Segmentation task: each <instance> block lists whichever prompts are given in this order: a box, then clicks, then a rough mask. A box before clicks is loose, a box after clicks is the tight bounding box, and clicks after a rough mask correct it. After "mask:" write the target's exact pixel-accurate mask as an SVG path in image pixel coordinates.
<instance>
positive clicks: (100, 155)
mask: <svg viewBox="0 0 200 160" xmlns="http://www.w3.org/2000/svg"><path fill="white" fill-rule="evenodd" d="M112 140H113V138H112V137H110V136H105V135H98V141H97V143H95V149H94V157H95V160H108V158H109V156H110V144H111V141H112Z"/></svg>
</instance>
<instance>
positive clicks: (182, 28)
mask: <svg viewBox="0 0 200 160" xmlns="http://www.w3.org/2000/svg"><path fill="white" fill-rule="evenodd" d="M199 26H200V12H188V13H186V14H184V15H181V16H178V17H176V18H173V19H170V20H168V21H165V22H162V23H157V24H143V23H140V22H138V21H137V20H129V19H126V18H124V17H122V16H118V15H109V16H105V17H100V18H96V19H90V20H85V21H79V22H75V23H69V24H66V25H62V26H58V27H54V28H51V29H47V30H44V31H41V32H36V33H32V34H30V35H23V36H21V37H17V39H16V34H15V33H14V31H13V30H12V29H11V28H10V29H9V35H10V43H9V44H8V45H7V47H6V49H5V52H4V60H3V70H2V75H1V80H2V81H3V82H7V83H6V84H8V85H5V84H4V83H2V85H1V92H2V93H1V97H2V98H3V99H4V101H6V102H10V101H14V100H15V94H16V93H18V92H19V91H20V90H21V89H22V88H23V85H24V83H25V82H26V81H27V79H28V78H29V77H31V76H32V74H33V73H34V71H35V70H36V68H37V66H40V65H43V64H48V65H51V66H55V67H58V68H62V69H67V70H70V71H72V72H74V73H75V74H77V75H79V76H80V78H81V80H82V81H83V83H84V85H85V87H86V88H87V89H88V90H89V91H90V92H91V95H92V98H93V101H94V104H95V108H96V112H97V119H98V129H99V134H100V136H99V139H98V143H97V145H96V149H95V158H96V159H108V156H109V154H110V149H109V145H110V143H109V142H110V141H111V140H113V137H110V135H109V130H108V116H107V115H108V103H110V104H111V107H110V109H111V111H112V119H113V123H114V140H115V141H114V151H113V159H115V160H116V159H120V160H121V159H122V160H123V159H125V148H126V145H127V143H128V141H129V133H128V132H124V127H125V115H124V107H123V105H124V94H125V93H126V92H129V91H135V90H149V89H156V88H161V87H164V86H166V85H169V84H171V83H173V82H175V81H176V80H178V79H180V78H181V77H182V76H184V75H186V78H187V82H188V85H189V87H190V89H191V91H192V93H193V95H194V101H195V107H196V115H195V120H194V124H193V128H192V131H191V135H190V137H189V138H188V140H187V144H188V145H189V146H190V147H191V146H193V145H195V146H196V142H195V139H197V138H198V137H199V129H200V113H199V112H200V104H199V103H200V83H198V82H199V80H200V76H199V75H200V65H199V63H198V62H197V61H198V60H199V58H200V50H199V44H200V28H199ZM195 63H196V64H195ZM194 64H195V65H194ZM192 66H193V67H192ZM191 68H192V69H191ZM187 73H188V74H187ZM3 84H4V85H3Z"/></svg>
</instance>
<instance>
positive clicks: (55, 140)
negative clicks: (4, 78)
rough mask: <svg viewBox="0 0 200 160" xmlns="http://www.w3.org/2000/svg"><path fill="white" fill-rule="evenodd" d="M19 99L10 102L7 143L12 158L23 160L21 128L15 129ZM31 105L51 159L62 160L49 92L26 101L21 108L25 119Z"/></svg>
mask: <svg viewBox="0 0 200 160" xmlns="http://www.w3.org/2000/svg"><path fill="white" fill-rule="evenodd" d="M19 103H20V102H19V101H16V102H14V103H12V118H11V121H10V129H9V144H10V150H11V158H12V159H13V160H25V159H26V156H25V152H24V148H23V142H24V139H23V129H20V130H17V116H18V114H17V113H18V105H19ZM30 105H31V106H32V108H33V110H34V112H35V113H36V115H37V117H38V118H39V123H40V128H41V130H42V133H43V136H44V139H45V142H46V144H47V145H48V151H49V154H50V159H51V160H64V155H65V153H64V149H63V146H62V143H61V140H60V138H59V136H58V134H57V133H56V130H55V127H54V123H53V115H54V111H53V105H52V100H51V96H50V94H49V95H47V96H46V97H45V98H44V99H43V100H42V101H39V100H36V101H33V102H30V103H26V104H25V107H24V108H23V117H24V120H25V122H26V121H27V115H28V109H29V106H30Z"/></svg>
***
Problem to work on:
The entire listing above, every line of it, should be copied out exactly.

The completed task:
Segmentation task: each <instance> block lists whichever prompts are given in this order: a box, then clicks, then a rough mask. A box before clicks is loose, a box after clicks is the tight bounding box, and clicks after a rough mask correct it. After "mask:" write the target's exact pixel-accurate mask as an SVG path in image pixel coordinates.
<instance>
positive clicks: (100, 155)
mask: <svg viewBox="0 0 200 160" xmlns="http://www.w3.org/2000/svg"><path fill="white" fill-rule="evenodd" d="M112 140H113V138H112V137H110V136H105V135H98V141H97V143H95V149H94V157H95V160H108V158H109V156H110V144H111V141H112Z"/></svg>
</instance>
<instance>
positive clicks: (182, 28)
mask: <svg viewBox="0 0 200 160" xmlns="http://www.w3.org/2000/svg"><path fill="white" fill-rule="evenodd" d="M199 26H200V12H188V13H186V14H184V15H181V16H178V17H176V18H173V19H170V20H168V21H165V22H162V23H157V24H143V23H140V22H138V21H137V20H129V19H126V18H124V17H122V16H118V15H109V16H105V17H100V18H96V19H90V20H85V21H79V22H75V23H69V24H66V25H62V26H58V27H54V28H51V29H47V30H44V31H41V32H36V33H32V34H30V35H23V36H21V37H17V39H16V34H15V33H14V31H13V30H12V29H11V28H10V29H9V35H10V43H9V44H8V45H7V47H6V49H5V52H4V60H3V70H2V75H1V80H2V81H3V82H7V83H6V84H8V85H5V84H4V83H2V85H1V92H2V93H1V97H2V98H3V99H4V101H6V102H10V101H14V100H15V94H16V93H18V92H19V91H20V90H21V89H22V88H23V85H24V83H25V82H26V81H27V79H28V78H29V77H31V76H32V74H33V73H34V71H35V70H36V68H37V66H40V65H43V64H48V65H51V66H55V67H58V68H62V69H67V70H70V71H72V72H74V73H75V74H77V75H79V76H80V78H81V80H82V81H83V83H84V85H85V87H86V88H87V89H88V90H89V91H90V92H91V95H92V98H93V101H94V104H95V108H96V112H97V119H98V129H99V134H100V136H99V139H98V143H97V145H96V149H95V158H96V159H108V156H109V154H110V149H109V145H110V143H109V142H110V141H111V140H113V137H110V135H109V130H108V116H107V115H108V103H110V104H111V107H110V109H111V111H112V119H113V123H114V140H115V141H114V151H113V159H115V160H116V159H120V160H121V159H122V160H123V159H125V148H126V145H127V143H128V141H129V133H128V132H124V127H125V115H124V107H123V105H124V94H125V93H126V92H129V91H135V90H149V89H156V88H161V87H164V86H166V85H169V84H171V83H173V82H175V81H176V80H178V79H180V78H181V77H182V76H184V75H186V78H187V82H188V85H189V87H190V89H191V91H192V93H193V95H194V101H195V107H196V115H195V120H194V124H193V128H192V131H191V135H190V137H189V138H188V140H187V144H188V145H189V146H190V147H191V146H193V145H195V146H196V142H195V139H197V138H198V137H199V129H200V113H199V112H200V104H199V103H200V83H198V82H199V80H200V76H199V75H200V65H199V63H198V62H197V61H198V60H199V58H200V50H199V44H200V28H199ZM195 63H196V64H195ZM194 64H195V65H194ZM192 66H193V67H192ZM191 68H192V69H191ZM187 73H188V74H187ZM3 84H4V85H3Z"/></svg>
</instance>
<instance>
positive clicks: (55, 140)
negative clicks: (4, 78)
rough mask: <svg viewBox="0 0 200 160" xmlns="http://www.w3.org/2000/svg"><path fill="white" fill-rule="evenodd" d="M19 99L10 102L7 143L12 158L23 160L21 128L15 129ZM31 105L51 159L62 160L49 92L26 101L21 108L25 119Z"/></svg>
mask: <svg viewBox="0 0 200 160" xmlns="http://www.w3.org/2000/svg"><path fill="white" fill-rule="evenodd" d="M19 103H20V102H19V101H16V102H14V103H12V118H11V121H10V129H9V144H10V150H11V158H12V159H13V160H25V159H26V156H25V152H24V148H23V142H24V139H23V129H20V130H17V116H18V114H17V113H18V105H19ZM30 105H31V106H32V108H33V110H34V112H35V113H36V115H37V117H38V118H39V123H40V128H41V130H42V133H43V136H44V139H45V142H46V144H47V145H48V151H49V154H50V159H51V160H64V155H65V153H64V149H63V146H62V143H61V140H60V138H59V136H58V134H57V133H56V130H55V127H54V123H53V115H54V111H53V105H52V100H51V96H50V94H49V95H47V96H46V97H45V98H44V99H43V100H42V101H39V100H36V101H33V102H30V103H26V104H25V107H24V108H23V117H24V120H25V122H26V121H27V115H28V109H29V106H30Z"/></svg>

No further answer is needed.